··· Input material

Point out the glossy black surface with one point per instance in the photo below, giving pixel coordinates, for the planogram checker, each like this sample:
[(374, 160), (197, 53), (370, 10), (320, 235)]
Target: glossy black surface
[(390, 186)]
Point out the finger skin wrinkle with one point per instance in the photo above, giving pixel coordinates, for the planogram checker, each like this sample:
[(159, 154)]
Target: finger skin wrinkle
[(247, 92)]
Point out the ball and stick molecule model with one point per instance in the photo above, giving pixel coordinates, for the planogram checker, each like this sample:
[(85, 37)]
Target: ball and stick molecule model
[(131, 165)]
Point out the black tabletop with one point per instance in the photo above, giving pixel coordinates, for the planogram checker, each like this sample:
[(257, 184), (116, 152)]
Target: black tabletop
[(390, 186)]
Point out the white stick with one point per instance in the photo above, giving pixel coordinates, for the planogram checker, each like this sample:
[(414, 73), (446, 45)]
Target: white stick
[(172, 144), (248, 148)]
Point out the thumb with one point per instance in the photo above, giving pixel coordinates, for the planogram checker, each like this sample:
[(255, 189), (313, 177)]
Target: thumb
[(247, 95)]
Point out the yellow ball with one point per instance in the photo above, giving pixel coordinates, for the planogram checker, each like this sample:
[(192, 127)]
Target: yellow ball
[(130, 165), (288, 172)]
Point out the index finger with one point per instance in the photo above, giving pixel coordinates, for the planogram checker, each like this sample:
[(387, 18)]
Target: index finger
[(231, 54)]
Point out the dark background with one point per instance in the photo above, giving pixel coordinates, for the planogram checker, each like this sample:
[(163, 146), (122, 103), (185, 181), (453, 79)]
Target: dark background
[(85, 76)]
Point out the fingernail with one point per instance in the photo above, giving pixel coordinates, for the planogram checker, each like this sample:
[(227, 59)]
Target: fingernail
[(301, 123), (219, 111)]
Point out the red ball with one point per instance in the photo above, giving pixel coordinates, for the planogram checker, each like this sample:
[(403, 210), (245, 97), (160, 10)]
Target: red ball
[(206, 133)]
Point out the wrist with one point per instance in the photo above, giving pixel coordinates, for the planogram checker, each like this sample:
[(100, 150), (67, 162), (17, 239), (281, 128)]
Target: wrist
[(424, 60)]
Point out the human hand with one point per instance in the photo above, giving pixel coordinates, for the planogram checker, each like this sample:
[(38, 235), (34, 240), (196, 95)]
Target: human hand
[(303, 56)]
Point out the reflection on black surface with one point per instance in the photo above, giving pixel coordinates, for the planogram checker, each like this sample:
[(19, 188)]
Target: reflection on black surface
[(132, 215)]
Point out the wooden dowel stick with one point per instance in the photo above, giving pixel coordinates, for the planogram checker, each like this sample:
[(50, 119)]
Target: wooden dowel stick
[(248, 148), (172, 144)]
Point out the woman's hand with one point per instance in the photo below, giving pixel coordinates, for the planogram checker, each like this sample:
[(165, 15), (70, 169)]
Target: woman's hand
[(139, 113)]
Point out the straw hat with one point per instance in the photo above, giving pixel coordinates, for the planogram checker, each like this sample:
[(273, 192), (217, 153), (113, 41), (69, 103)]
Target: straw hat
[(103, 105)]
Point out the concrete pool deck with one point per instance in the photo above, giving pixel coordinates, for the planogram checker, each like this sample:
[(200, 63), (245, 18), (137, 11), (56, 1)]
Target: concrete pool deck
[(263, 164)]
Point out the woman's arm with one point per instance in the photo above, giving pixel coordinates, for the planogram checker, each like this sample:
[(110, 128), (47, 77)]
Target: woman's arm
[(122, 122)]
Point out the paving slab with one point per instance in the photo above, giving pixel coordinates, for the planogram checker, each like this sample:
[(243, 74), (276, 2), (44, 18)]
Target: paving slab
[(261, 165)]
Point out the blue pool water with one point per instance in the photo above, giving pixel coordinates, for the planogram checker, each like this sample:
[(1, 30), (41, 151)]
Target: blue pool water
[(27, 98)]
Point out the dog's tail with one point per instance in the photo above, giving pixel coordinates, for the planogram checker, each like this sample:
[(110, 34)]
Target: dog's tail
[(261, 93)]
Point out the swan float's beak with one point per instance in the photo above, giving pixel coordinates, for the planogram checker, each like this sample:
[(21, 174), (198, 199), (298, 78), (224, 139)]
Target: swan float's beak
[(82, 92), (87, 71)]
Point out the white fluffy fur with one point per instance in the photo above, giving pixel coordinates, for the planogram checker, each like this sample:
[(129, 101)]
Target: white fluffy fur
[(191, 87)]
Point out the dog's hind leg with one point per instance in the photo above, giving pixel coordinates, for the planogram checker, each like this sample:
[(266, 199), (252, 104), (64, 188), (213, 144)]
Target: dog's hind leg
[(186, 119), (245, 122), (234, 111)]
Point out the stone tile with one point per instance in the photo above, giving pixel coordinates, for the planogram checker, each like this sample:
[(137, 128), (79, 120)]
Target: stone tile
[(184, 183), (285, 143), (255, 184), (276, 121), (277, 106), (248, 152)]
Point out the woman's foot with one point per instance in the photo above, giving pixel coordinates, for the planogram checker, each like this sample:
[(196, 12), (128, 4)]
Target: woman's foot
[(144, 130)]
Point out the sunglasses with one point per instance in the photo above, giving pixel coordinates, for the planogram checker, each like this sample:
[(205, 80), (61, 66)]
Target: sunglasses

······

◆ **What you are asked to do**
Copy the lines of the material above word for word, from the first to the last.

◆ **Solved exercise**
Point out the glossy black surface with one point per instance in the photo below, giving pixel coordinates, for the planogram checker, each like this sample:
[(374, 160), (197, 53), (370, 10), (320, 235)]
Target: glossy black surface
[(390, 186)]
Point out the finger skin wrinkle with one point per instance in the photo above, giving pixel coordinates, for the planogram checker, each like this sample:
[(159, 154)]
Target: finger skin wrinkle
[(247, 92)]
Point out the ball and stick molecule model with one point per instance in the photo above, giving pixel coordinates, for the planogram checker, each like this sample:
[(85, 37)]
Target: ball and stick molecule model
[(131, 165)]
Point out the black tabletop with one point per instance in the photo above, giving pixel coordinates, for the planogram checker, each like this sample:
[(257, 184), (116, 152)]
Target: black tabletop
[(390, 186)]
Point out the white stick with one point per instance in the photo above, giving pixel coordinates, for the planogram checker, each like this sample:
[(414, 73), (446, 45)]
Target: white stick
[(172, 144), (248, 148)]
Point out the thumb with one point per instance in the photo above, giving pixel coordinates, for the planogram checker, each like this sample:
[(255, 189), (313, 177)]
Target: thumb
[(247, 95)]
Point out the yellow ball with one point per instance in the photo above, giving pixel coordinates, for the planogram checker, each like this sample:
[(192, 127)]
Target: yellow ball
[(130, 165), (288, 172)]
Point out the index finger with one point per instance in the photo above, giving pixel coordinates, for the planogram checker, each like this sample:
[(387, 18)]
Target: index finger
[(231, 54)]
Point out the dark background with one point per instance in the photo above, giving pixel coordinates, for the planogram checker, each like this sample:
[(163, 146), (122, 103), (185, 181), (453, 79)]
Target: dark background
[(85, 76)]
Point out the fingernail with one point per instance in the photo above, giving pixel coordinates, for the planogram checker, each like this sample:
[(227, 59)]
Target: fingernail
[(301, 123), (219, 111)]
Point out the red ball with one point per instance in the photo above, giving pixel coordinates, for the planogram checker, each like this sample:
[(403, 210), (245, 97), (160, 10)]
Target: red ball
[(206, 133)]
Point out the wrist with one point per instance in the photo above, giving pixel coordinates, for the planogram checker, each like this sample:
[(100, 150), (67, 162), (17, 239), (281, 128)]
Target: wrist
[(424, 60)]
Point out the human hand with one point per instance in the photo above, giving pixel coordinates, for the planogram checker, each like this sample:
[(38, 235), (34, 240), (196, 95)]
Target: human hand
[(303, 56)]
Point out the reflection on black surface with one point per instance in the photo above, giving pixel coordinates, for the planogram checker, each like this sample:
[(19, 188)]
Target: reflection on black surface
[(132, 215)]
Point out the wooden dowel stick with one point per instance in the photo above, giving pixel coordinates, for the planogram checker, each like this sample:
[(50, 119)]
Target: wooden dowel stick
[(248, 148), (172, 144)]
Point out the woman's hand with one point per instance in the photo below, giving pixel coordinates, for the planogram checker, each like this sample:
[(165, 15), (70, 169)]
Target: woman's hand
[(139, 113)]
Point out the straw hat with one point per instance in the photo above, giving pixel coordinates, for the planogram checker, each like this sample:
[(273, 192), (217, 153), (113, 41), (69, 103)]
Target: straw hat
[(103, 105)]
Point out the concrete pool deck with one point per instance in the photo above, giving pixel coordinates, for the planogram checker, each like this sample:
[(200, 63), (245, 18), (137, 11), (56, 1)]
Target: concrete pool deck
[(263, 164)]
Point out the woman's arm with one point per instance in the photo above, giving pixel coordinates, for the planogram checker, each like this sample:
[(110, 128), (47, 77)]
Target: woman's arm
[(122, 122)]
Point out the paving slab with one point per instance in the photo above, giving pixel coordinates, for the planogram checker, each like this sample:
[(243, 74), (276, 2), (44, 18)]
Target: paving slab
[(261, 165)]
Point out the blue pool water with one point per instance in the photo above, giving pixel coordinates, for the planogram checker, each like this sample:
[(1, 30), (41, 151)]
Target: blue pool water
[(27, 98)]
Point out the dog's tail with one point per instance in the photo above, giving pixel coordinates, for the planogram checker, each like this sample:
[(110, 34)]
Target: dog's tail
[(261, 93)]
Point out the swan float's beak with one point per instance in the photo above, giving pixel coordinates, for the planogram checker, each like this sample:
[(21, 174), (198, 199), (298, 78), (224, 139)]
Target: swan float's beak
[(82, 92), (87, 71)]
Point out the white fluffy fur with one point per instance in the photo above, giving pixel coordinates, for the planogram checker, each like this sample:
[(129, 101)]
Target: white fluffy fur
[(191, 87)]
Point out the dog's hind leg with one point per instance in the photo above, giving pixel coordinates, for the planogram checker, each like this sample:
[(266, 199), (252, 104), (64, 188), (213, 144)]
Target: dog's hind leg
[(186, 119), (245, 122), (234, 111)]
Point out the stone tile with one point per instance in the photo above, giving pixel coordinates, for the planogram checker, each like this sample:
[(137, 128), (79, 120)]
Target: stone tile
[(184, 183), (285, 143), (255, 184), (276, 121), (277, 106), (248, 152)]
Point out the woman's foot with one point per instance in the photo above, giving pixel coordinates, for the planogram checker, each like this sample:
[(196, 12), (128, 4)]
Target: woman's foot
[(144, 130)]
Point out the sunglasses with one point per instance in the photo above, giving pixel coordinates, for the planogram checker, each like this sample:
[(205, 80), (61, 66)]
Target: sunglasses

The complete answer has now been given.